Instructions to follow: Can you quote every one of the items below word for word?

[Dataset excerpt]
=-=-=-=-=

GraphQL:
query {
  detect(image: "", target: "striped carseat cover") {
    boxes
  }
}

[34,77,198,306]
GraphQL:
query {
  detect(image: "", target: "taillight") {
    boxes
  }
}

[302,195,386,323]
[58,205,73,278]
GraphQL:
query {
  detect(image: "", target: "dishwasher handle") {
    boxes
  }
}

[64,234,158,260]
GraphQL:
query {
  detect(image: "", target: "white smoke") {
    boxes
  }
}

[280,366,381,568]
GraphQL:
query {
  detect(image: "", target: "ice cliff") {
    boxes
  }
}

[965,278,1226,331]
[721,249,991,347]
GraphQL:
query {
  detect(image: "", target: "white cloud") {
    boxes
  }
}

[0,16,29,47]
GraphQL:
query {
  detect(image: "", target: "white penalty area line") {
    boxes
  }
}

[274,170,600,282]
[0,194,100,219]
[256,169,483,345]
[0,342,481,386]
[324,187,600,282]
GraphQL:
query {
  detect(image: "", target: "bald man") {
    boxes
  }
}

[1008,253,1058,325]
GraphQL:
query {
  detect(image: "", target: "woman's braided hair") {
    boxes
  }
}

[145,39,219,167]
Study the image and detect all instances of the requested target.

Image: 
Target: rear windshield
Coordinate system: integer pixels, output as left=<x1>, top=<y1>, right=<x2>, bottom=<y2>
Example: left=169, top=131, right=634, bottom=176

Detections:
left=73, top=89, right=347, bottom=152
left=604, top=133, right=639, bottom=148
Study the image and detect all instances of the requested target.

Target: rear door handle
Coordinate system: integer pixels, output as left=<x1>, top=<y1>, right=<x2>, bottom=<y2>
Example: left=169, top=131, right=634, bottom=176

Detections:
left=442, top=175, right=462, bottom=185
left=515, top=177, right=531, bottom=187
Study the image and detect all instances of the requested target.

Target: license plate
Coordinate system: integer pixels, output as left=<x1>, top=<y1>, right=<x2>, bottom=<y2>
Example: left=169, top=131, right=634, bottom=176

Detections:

=-=-=-=-=

Answer to the task:
GraphQL:
query {
  detect(image: "", target: "striped carseat cover") {
    boxes
  }
}

[34,77,198,306]
GraphQL:
query {
  detect(image: "", target: "taillight") {
    boxes
  }
}

[302,195,386,323]
[58,205,73,278]
GraphQL:
query {
  detect(image: "", target: "dishwasher handle") {
    boxes
  }
}

[64,234,158,260]
GraphQL:
query {
  detect(image: "", target: "white smoke") {
    boxes
  }
}

[280,366,381,568]
GraphQL:
query {
  detect(image: "", target: "ice cliff") {
    boxes
  }
}

[965,278,1226,331]
[721,249,991,347]
GraphQL:
query {
  detect(image: "", target: "white cloud") {
    boxes
  }
}

[0,16,29,47]
GraphQL:
query {
  detect(image: "", target: "white penalty area line") {
    boxes
  }
}

[274,170,600,282]
[0,194,100,219]
[256,169,483,345]
[0,342,481,386]
[324,187,600,282]
GraphQL:
query {
  detect(image: "", target: "bald man") {
    boxes
  }
}

[1008,253,1058,325]
GraphQL:
query {
  detect(image: "", target: "woman's braided hair") {
    boxes
  }
}

[145,39,219,167]
Study the image and detect all instances of the requested target.

Image: 
Target: rear windshield
Coordinate system: integer pixels, output as left=<x1>, top=<y1>, right=<x2>, bottom=<y2>
Example: left=169, top=131, right=634, bottom=176

Detections:
left=73, top=89, right=347, bottom=152
left=604, top=133, right=639, bottom=148
Study the image and detect all instances of the requested target.

Target: rear door handle
Coordinate system: integer pixels, output as left=<x1>, top=<y1>, right=<x2>, bottom=<y2>
Example: left=169, top=131, right=634, bottom=176

Detections:
left=442, top=175, right=462, bottom=185
left=515, top=177, right=531, bottom=187
Study the image and detect all instances of the requested target.

Target: license plate
Coordinate system: integer pixels, output as left=<x1>, top=<y1>, right=<x2>, bottom=<y2>
Example: left=169, top=131, right=634, bottom=176

Detections:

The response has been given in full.